Recast all of the records below as a JSON list of strings, one string per line, with blank lines omitted.

• Records from a point labeling set:
<<<<
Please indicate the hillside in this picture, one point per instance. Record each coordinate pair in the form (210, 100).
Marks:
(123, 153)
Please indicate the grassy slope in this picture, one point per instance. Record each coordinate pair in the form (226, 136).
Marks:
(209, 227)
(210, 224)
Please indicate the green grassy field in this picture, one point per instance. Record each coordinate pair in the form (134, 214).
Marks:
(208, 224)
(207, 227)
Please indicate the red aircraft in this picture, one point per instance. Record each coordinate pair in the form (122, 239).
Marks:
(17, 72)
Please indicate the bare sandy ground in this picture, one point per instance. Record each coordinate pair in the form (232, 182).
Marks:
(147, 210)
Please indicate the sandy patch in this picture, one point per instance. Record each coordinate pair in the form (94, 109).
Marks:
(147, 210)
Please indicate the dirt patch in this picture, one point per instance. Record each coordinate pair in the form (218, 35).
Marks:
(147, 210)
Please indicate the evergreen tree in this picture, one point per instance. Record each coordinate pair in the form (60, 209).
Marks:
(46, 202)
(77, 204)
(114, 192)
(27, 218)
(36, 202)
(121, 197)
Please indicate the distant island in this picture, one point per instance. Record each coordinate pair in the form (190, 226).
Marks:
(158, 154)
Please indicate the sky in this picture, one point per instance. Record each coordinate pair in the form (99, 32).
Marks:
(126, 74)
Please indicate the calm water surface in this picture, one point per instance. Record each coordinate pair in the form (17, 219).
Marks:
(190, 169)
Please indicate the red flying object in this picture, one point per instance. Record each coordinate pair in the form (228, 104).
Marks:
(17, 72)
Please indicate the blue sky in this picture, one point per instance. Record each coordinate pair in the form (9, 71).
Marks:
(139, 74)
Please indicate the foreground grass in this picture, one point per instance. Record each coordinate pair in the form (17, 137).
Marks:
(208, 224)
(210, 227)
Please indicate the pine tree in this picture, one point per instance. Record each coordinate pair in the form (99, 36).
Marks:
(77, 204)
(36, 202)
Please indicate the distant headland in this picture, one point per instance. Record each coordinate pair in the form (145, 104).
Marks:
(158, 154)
>>>>
• Result:
[
  "Please indicate the hillside in this picture, one point per instance. Record each coordinate pair in the form (210, 100).",
  "Marks:",
  "(123, 153)",
  "Please indicate the grassy slope in this picture, one point per instance. Record each coordinate pair in the form (226, 136).",
  "Marks:",
  "(209, 227)",
  "(210, 224)",
  "Please indicate the green grassy field in this picture, one point per instance. Record each coordinate pair in the form (134, 214).",
  "Marks:",
  "(208, 224)",
  "(207, 227)",
  "Please indicate the red aircraft in this picture, one point per instance. Record each coordinate pair in the form (122, 239).",
  "Marks:",
  "(17, 72)",
  "Please indicate the bare sandy ground in this picture, one point per instance. Record each coordinate pair in the form (232, 182).",
  "Marks:",
  "(147, 210)",
  "Please indicate the sandy patch in this picture, one point per instance. Record each coordinate pair in the form (94, 109).",
  "Marks:",
  "(147, 210)",
  "Please indicate the dirt patch in this picture, one point per instance. Record each coordinate pair in the form (218, 35).",
  "Marks:",
  "(147, 210)",
  "Please indicate the evergreen tree in this picture, one point per instance. Record each coordinate pair in the form (60, 209).",
  "Marks:",
  "(46, 202)",
  "(77, 204)",
  "(114, 192)",
  "(27, 218)",
  "(36, 202)",
  "(121, 197)",
  "Please indicate the distant island in this picture, one point per instance. Record each coordinate pair in the form (190, 226).",
  "Marks:",
  "(158, 154)",
  "Please indicate the sky in this picture, one point per instance. Record each coordinate pair in the form (99, 32).",
  "Marks:",
  "(126, 74)",
  "Please indicate the calm water surface in this picture, one point per instance. Record each coordinate pair in the form (17, 219).",
  "Marks:",
  "(190, 169)",
  "Please indicate the red flying object in this picture, one point per instance. Record each coordinate pair in the form (228, 104).",
  "Marks:",
  "(17, 72)",
  "Please indicate the blue sky in this picture, one point per instance. Record each coordinate pair in the form (9, 71).",
  "Marks:",
  "(139, 74)",
  "Please indicate the foreground grass in this picture, one point per instance. Record each coordinate pair in the form (17, 137).",
  "Marks:",
  "(208, 224)",
  "(210, 227)",
  "Please indicate the pine tree in this picture, one point per instance. Record each coordinate pair in the form (99, 36).",
  "Marks:",
  "(77, 204)",
  "(36, 202)",
  "Please indicate the distant headland in this picture, one point per instance. Record each coordinate pair in the form (145, 104).",
  "Marks:",
  "(158, 154)"
]